Which of the rows below contain the word "wearing"? Show each of those rows in full, unchanged.

EXTRACTED RECORDS -
---+---
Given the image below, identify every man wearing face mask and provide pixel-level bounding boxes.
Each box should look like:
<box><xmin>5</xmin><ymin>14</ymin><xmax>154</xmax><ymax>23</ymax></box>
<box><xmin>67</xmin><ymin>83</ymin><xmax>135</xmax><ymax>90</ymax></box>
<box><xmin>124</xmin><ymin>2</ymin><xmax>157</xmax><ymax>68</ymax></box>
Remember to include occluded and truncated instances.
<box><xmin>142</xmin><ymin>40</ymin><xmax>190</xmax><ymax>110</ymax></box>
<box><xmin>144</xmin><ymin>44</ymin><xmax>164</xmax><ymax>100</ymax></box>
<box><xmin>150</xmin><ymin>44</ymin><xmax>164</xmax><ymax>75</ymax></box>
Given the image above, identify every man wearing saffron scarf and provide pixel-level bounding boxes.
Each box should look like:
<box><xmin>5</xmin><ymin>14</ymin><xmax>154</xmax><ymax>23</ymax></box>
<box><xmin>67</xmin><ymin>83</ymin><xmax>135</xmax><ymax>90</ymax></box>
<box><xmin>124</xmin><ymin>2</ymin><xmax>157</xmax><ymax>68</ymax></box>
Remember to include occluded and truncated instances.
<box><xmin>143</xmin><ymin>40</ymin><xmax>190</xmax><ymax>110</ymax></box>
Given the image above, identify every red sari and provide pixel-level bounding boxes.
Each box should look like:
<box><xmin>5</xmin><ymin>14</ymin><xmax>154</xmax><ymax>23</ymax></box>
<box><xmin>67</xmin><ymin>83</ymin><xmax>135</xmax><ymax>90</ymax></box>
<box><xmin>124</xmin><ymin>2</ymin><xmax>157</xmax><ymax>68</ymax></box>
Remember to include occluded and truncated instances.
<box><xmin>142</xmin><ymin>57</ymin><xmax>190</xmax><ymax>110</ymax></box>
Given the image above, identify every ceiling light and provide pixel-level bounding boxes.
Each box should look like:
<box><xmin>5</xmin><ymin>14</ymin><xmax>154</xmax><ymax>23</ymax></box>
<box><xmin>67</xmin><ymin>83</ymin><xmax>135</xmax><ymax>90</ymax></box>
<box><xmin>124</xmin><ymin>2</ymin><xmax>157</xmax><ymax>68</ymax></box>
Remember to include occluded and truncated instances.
---+---
EXERCISE SOLUTION -
Given the image below, identify every man wearing face mask and provide pixel-level bounding boxes.
Given the image above, identify every man wearing saffron scarf and provide pixel-level bounding boxes.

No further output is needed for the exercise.